Rewrite the lines from the one containing "trace overcast sky" through the end of the items, changing "overcast" to "cloudy" and leaving everything else as it is.

## START Dataset rows

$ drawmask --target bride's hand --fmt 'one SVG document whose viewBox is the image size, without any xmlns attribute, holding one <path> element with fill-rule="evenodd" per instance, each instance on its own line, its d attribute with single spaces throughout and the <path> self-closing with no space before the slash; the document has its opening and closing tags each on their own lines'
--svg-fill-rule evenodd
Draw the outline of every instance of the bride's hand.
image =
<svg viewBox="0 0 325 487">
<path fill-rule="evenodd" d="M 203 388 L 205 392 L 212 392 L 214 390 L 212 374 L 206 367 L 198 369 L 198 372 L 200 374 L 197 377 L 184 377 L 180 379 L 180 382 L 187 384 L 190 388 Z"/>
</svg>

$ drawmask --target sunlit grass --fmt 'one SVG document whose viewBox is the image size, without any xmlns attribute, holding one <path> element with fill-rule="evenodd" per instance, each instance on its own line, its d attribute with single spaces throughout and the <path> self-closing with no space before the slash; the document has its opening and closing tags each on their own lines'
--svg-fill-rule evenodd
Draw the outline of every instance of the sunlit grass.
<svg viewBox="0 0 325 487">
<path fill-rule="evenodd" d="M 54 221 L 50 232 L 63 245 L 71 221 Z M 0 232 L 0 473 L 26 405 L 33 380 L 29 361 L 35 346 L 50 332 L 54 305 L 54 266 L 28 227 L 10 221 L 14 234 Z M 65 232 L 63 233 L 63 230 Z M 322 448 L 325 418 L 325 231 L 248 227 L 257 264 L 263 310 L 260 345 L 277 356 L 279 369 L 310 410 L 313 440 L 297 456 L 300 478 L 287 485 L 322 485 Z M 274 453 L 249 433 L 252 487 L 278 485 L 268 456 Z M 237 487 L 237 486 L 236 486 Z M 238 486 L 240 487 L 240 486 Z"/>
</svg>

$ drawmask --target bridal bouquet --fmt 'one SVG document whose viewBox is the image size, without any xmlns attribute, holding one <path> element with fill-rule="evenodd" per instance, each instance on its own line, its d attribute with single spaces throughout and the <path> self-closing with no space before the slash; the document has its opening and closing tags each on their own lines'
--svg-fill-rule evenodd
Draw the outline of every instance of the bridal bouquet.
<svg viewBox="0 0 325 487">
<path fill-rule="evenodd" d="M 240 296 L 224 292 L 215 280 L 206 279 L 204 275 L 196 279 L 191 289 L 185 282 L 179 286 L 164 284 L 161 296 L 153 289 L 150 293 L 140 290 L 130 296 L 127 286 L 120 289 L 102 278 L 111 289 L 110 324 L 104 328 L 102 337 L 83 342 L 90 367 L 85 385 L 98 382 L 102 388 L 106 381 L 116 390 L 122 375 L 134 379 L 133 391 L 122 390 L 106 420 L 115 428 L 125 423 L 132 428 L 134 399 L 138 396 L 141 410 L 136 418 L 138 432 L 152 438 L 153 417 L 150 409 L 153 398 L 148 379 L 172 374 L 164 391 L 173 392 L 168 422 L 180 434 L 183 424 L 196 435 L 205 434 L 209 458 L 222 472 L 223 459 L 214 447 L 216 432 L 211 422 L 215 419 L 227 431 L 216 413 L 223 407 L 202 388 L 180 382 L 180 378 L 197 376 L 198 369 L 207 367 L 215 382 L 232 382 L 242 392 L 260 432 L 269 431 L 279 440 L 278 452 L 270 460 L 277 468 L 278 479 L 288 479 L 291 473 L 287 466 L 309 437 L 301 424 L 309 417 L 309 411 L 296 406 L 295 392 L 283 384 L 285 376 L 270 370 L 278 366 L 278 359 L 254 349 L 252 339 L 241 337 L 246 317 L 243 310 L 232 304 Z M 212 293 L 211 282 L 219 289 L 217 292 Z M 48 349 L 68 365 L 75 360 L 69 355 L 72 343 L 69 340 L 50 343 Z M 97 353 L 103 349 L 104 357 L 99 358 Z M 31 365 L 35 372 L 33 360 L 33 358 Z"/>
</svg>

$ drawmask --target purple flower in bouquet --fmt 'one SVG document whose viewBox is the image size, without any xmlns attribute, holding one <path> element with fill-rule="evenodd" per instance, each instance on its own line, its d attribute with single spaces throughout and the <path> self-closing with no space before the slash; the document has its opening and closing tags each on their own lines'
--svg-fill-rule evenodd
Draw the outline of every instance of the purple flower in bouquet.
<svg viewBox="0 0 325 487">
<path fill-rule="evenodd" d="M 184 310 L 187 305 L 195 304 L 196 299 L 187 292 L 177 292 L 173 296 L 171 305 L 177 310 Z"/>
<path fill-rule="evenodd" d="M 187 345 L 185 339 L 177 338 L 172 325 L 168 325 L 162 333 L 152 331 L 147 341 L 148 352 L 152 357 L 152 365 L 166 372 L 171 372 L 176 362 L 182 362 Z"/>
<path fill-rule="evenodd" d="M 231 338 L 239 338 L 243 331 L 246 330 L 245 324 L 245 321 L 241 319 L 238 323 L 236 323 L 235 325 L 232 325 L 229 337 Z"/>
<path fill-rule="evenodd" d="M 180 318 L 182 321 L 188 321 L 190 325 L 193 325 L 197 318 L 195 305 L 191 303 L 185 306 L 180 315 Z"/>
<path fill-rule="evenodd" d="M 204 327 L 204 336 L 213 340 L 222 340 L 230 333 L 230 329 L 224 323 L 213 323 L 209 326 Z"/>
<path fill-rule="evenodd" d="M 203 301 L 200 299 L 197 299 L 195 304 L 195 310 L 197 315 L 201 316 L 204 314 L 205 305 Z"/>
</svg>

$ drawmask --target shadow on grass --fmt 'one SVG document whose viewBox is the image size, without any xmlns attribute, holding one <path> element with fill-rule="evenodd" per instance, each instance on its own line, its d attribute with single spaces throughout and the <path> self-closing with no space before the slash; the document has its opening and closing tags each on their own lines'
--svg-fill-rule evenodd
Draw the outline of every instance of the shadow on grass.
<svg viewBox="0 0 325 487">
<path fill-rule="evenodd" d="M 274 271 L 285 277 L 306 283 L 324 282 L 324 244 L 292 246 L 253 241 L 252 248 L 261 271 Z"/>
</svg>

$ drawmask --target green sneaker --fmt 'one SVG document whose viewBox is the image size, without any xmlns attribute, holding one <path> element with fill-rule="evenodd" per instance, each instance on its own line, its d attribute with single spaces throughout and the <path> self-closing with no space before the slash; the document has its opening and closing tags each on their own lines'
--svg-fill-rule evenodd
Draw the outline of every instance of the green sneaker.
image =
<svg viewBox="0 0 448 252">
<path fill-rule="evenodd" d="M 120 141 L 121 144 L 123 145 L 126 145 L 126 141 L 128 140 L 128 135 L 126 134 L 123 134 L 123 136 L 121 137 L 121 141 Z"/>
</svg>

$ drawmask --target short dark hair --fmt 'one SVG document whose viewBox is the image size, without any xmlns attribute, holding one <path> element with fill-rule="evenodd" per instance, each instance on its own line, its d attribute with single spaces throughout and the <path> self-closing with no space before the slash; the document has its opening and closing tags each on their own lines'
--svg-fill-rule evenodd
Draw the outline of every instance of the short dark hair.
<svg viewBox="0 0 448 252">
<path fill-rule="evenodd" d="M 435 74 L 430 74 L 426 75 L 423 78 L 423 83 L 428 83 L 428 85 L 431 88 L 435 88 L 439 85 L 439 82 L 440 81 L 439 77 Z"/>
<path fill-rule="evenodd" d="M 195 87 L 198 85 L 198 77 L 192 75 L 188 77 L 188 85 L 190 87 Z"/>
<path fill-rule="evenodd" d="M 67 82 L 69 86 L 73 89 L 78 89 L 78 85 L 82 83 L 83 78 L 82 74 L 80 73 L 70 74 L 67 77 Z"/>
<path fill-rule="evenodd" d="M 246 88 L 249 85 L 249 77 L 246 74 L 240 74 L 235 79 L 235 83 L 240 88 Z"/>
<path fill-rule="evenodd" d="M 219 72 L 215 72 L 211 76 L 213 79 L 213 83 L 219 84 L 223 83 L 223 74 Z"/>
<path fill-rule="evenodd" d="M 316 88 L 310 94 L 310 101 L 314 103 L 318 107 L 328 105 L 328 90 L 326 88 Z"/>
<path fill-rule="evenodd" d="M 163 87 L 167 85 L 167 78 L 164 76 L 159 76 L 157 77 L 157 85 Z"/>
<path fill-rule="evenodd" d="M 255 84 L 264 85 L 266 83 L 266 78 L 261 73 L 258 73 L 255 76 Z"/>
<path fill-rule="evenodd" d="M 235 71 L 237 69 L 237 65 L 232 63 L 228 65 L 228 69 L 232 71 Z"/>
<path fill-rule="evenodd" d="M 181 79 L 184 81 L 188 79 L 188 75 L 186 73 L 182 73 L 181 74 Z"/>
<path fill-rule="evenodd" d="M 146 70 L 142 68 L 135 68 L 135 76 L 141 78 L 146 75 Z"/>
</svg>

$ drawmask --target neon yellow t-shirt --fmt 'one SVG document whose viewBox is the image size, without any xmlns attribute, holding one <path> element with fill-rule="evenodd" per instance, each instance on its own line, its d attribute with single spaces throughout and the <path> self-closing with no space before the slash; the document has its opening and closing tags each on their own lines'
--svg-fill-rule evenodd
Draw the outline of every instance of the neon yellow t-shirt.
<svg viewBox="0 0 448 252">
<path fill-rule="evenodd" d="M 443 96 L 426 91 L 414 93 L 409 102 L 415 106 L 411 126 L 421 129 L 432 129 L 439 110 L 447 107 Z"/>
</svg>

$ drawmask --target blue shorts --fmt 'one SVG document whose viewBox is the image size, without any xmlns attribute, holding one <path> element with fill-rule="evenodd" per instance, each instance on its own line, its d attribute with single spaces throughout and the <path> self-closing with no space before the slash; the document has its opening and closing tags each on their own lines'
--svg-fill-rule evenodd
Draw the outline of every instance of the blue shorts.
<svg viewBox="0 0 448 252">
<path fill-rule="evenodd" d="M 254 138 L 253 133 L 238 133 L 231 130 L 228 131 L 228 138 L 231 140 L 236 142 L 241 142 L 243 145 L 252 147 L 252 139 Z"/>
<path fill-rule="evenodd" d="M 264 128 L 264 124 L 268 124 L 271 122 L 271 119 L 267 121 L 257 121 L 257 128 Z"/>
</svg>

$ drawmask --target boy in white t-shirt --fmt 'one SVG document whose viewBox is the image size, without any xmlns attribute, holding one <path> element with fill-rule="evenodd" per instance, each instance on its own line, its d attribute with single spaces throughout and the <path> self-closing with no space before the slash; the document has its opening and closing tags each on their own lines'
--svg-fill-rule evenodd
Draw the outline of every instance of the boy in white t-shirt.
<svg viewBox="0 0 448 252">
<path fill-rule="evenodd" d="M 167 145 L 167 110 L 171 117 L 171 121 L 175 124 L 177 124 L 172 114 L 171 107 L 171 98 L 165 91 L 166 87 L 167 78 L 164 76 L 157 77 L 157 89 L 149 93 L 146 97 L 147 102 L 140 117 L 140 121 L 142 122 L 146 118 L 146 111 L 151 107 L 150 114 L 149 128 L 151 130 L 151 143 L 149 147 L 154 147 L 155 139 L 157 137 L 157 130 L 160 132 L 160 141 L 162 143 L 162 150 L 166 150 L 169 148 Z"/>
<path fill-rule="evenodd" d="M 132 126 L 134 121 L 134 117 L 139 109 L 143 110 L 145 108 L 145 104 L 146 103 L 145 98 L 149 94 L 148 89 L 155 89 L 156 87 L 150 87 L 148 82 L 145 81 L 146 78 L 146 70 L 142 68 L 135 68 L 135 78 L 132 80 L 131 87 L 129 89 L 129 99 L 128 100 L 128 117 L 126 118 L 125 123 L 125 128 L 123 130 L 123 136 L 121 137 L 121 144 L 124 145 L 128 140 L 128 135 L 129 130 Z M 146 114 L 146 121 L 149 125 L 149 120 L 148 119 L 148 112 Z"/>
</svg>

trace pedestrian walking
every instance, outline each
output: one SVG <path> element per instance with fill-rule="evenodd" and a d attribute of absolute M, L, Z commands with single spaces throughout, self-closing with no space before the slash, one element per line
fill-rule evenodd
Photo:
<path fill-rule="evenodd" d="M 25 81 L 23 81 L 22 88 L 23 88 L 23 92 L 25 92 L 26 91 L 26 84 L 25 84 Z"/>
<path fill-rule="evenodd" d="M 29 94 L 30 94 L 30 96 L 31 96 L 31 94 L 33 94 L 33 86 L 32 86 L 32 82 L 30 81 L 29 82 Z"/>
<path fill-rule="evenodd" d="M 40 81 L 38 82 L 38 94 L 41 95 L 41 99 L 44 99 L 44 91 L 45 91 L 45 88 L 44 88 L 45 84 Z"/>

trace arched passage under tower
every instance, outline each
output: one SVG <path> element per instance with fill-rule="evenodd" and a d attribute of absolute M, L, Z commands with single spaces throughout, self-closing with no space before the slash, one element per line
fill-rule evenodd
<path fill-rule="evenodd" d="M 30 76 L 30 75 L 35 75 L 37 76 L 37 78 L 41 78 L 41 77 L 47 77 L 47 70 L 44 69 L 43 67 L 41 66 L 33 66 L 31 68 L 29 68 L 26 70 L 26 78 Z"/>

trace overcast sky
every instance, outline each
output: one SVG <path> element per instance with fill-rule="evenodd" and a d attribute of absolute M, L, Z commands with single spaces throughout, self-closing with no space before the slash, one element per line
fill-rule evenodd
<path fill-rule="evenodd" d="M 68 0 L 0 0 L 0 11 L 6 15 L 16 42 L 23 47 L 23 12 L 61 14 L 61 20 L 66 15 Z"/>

## END Dataset rows

▶ _Task solution_:
trace cloudy sky
every instance, outline each
output: one SVG <path> element per instance with fill-rule="evenodd" and a d attribute of absolute M, L, Z commands with single spaces throughout, self-closing with no space before the slash, one element per line
fill-rule evenodd
<path fill-rule="evenodd" d="M 68 0 L 0 0 L 0 11 L 6 15 L 16 42 L 23 47 L 23 12 L 61 14 L 61 20 L 66 15 Z"/>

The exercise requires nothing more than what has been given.